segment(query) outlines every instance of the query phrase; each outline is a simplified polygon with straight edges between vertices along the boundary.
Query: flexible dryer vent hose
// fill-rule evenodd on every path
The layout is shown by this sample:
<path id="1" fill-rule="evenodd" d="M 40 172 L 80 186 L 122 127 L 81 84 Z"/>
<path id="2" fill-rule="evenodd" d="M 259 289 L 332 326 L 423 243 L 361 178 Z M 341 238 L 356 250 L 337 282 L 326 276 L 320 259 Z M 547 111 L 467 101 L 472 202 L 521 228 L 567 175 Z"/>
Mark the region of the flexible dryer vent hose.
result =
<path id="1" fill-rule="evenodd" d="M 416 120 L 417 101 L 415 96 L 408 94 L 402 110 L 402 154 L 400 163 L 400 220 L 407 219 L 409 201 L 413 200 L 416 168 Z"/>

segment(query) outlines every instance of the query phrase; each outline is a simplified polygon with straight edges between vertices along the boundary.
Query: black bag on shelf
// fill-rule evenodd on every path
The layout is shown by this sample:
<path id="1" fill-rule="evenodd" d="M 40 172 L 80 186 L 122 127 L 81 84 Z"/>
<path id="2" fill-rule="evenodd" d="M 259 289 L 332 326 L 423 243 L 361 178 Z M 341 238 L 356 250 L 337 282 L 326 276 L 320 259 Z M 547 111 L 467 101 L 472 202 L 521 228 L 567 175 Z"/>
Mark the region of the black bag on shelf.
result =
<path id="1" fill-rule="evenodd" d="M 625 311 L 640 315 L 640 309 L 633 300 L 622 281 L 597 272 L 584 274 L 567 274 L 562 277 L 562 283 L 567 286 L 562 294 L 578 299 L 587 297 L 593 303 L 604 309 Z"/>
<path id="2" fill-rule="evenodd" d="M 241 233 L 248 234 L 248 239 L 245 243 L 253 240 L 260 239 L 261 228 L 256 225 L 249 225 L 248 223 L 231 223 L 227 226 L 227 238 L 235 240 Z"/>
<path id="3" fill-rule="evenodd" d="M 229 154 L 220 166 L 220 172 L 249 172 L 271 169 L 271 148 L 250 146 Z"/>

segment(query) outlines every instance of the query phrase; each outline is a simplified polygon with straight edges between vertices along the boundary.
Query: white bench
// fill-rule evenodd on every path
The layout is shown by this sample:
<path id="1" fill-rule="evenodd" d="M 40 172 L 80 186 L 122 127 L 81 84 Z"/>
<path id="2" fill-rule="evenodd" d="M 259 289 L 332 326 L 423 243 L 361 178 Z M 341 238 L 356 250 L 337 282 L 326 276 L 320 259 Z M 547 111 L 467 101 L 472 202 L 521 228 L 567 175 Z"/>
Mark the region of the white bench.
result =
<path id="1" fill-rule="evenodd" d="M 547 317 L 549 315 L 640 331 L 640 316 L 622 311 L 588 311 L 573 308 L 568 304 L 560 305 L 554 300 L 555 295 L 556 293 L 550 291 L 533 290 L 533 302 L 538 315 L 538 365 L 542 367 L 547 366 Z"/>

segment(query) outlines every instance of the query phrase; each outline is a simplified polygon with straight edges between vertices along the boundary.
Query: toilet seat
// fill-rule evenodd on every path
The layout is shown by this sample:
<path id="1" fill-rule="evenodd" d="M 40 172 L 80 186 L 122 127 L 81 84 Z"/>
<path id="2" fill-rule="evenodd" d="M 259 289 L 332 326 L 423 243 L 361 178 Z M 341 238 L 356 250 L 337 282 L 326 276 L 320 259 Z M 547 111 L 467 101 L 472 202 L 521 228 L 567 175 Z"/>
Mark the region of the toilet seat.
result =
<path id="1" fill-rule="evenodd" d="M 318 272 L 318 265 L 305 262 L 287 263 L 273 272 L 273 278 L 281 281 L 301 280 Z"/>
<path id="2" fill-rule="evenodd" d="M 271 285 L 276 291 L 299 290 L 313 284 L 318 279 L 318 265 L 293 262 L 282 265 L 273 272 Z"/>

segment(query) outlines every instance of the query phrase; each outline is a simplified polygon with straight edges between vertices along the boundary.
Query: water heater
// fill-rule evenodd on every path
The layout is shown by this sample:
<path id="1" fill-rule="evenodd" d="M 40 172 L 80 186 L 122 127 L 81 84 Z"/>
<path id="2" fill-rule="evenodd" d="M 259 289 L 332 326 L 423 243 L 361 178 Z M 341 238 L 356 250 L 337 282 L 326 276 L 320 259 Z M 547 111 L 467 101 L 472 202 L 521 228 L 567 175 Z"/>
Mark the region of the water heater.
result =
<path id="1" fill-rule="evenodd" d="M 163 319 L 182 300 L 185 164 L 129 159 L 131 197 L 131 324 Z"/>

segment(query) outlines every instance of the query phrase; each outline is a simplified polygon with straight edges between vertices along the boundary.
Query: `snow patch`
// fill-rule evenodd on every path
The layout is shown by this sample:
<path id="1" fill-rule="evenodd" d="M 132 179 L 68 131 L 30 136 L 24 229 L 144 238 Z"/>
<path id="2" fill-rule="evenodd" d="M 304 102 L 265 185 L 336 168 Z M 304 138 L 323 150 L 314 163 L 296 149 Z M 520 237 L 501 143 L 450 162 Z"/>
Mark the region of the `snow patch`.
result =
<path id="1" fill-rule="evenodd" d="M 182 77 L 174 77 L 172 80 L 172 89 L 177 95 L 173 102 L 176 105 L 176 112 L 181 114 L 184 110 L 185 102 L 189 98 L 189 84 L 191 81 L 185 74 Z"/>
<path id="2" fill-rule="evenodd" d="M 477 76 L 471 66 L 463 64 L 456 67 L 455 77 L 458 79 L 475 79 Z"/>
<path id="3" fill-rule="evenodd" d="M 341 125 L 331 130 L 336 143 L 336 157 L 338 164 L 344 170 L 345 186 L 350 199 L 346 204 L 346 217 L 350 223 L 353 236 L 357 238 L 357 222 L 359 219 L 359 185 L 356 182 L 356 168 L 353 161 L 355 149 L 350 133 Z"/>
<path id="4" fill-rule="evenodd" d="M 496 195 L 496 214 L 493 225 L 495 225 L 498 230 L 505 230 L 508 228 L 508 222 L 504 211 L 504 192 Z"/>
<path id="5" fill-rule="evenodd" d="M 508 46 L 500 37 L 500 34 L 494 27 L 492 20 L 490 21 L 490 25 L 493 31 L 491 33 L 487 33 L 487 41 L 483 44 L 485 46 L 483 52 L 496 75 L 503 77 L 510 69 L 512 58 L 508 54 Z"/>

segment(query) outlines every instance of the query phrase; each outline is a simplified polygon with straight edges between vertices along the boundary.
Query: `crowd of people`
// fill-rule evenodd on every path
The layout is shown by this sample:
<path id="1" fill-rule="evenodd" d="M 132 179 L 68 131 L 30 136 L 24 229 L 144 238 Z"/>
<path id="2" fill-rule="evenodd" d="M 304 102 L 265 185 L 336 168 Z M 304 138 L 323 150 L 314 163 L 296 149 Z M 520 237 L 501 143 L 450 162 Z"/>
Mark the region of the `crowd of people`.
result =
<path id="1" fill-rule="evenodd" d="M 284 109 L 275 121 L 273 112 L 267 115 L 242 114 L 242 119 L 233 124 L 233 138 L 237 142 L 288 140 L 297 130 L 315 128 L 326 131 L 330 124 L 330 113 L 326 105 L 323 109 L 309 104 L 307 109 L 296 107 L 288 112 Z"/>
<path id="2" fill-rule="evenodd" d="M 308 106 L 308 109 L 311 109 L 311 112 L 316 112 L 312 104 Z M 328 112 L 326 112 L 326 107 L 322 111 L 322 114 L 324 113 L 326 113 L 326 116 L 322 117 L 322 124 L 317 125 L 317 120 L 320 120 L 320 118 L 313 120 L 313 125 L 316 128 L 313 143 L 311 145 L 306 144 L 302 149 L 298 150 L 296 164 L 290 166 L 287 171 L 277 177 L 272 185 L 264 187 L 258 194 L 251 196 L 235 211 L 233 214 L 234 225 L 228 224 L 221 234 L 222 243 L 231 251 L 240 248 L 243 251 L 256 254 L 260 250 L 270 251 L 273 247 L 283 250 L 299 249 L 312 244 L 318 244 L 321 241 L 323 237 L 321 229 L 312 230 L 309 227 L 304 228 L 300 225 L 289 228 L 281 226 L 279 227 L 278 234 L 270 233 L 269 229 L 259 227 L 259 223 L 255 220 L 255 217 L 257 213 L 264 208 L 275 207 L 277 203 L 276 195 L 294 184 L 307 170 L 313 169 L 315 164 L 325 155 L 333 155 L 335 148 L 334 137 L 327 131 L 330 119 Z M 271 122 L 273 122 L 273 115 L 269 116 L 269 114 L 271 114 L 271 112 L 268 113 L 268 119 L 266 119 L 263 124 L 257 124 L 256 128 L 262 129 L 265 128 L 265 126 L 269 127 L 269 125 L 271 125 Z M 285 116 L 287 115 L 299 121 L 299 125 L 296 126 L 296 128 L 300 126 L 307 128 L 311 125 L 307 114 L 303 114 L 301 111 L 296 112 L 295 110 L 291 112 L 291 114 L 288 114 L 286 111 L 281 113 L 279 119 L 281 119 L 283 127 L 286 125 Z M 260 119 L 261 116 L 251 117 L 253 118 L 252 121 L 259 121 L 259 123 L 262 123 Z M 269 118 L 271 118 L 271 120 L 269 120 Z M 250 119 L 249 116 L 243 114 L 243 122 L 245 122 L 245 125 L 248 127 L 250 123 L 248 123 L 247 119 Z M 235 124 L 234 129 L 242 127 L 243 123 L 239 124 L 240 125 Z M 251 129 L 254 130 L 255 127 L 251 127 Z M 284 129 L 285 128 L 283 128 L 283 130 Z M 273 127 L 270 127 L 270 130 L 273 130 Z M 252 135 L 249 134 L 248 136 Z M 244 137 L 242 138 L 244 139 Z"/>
===
The answer must consist of every line from the data that contains the word "vent".

Query: flexible dryer vent hose
Mark the region of the flexible dryer vent hose.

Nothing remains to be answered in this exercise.